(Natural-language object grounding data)
====
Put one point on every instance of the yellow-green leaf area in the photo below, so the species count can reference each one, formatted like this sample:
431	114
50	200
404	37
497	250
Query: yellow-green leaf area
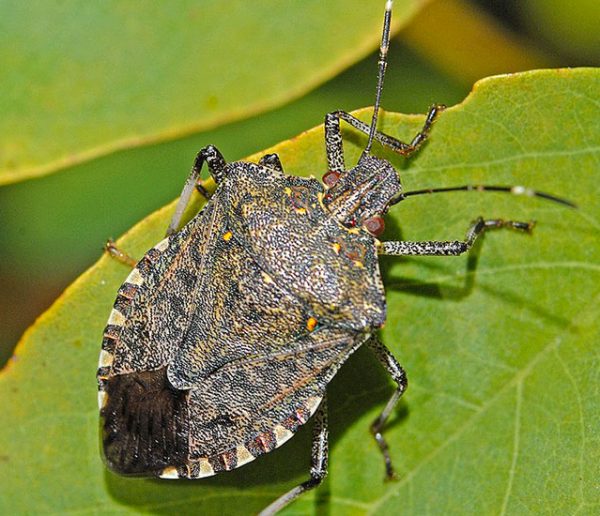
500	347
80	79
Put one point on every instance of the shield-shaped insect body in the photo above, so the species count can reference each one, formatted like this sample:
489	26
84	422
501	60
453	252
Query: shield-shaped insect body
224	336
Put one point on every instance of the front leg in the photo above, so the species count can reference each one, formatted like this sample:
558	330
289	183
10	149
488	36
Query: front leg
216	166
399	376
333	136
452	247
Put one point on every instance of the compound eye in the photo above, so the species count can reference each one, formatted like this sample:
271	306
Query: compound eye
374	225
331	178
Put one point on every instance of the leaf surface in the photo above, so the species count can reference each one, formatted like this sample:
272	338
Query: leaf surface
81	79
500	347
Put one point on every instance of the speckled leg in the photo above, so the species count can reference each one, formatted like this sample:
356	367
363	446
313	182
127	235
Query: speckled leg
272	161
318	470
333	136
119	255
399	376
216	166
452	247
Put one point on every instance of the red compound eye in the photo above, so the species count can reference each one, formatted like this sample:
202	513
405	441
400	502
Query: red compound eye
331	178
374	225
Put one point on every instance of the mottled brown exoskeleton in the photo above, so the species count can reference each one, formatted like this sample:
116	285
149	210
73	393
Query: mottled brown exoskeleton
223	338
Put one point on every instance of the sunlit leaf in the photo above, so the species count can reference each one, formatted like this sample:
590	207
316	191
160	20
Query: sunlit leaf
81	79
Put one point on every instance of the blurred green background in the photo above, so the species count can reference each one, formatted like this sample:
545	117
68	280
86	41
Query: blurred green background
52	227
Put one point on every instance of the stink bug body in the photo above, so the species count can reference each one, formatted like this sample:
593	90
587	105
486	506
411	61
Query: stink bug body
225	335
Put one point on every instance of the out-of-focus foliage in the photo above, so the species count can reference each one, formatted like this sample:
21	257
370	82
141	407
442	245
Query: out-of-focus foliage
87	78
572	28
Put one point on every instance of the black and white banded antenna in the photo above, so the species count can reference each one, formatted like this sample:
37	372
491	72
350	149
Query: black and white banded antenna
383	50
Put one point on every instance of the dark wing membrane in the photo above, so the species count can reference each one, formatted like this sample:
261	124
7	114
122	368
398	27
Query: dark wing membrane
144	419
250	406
====
What this task involves
Every entry above, pictures excluded, needs to be duplicated exactly.

Solution to this exercise
Put one point on every instance of the yellow-green leaf area in the photo below, so the species count can reference each one, formatted like this sample:
431	114
50	200
404	37
497	250
Query: yellow-green leaf area
500	347
80	79
Put one point on every instance of the shield-shaped insect body in the photo above, so the species count can reference each one, formatted like this sample:
489	26
84	422
501	60
453	252
Query: shield-shaped insect body
224	336
Put one point on every instance of the front leg in the photo above, so the species count can reference each one, formatted like this sample:
558	330
289	183
10	149
488	36
Query: front leg
216	166
399	376
333	136
452	247
Put one point on every instance of the compound eye in the photo above, so the species count can reference each one, formatted like this sample:
271	306
Query: compound eye
374	225
331	178
Put one point on every instance of the leaf surface in the photo above, so the species count can reference each one, formatted like this sample:
272	338
Query: leaf surface
81	79
500	347
Put one point on every instance of the speckled leg in the photo above, so the species count can reference each one, formatted like this sample:
356	367
363	446
313	182
127	235
Query: speckled leg
272	161
318	470
333	136
119	255
399	376
216	166
452	247
Put one point on every instance of the red compound eye in the photo above, so the species count can reference each one, formatted like this sample:
202	513
405	441
400	502
Query: red compound eye
331	178
374	225
Put one point on every instance of the mottled brown exoskeleton in the photo above, so the species count can reference each one, formatted like this sample:
116	285
149	210
73	393
Query: mottled brown exoskeleton
223	338
Put one point on every instance of the sunlit leaf in the photo above, so the species count can reference each one, formatted like this sample:
590	207
316	191
160	20
Query: sunlit leaf
81	79
Put one point on every instance of the blurred green background in the photo above, so the species count can reference each one, formatted like this sample:
545	117
68	280
86	41
Query: blurred green background
52	227
Put one point on every instance of the stink bug body in the photo above, so the species count can reference each one, formatted like this sample:
593	90
587	105
486	506
411	61
Query: stink bug body
225	335
Put one point on every instance of the out-of-focus foliage in the photo above, so the species count can reference each one, formatted like this sample:
21	257
370	82
141	407
442	245
Query: out-of-focus foliage
87	78
572	28
Put one point on every instance of the black and white banded antenna in the photo above, so the species count can reference each one, formatted like this sample:
37	372
491	72
350	149
Query: black and white banded antenna
383	50
Put one point on every instance of the dark wing membrane in the photo above, so the species count can reference each one, formatted like this sample:
261	124
7	114
122	368
398	27
Query: dark wing membrane
144	419
250	406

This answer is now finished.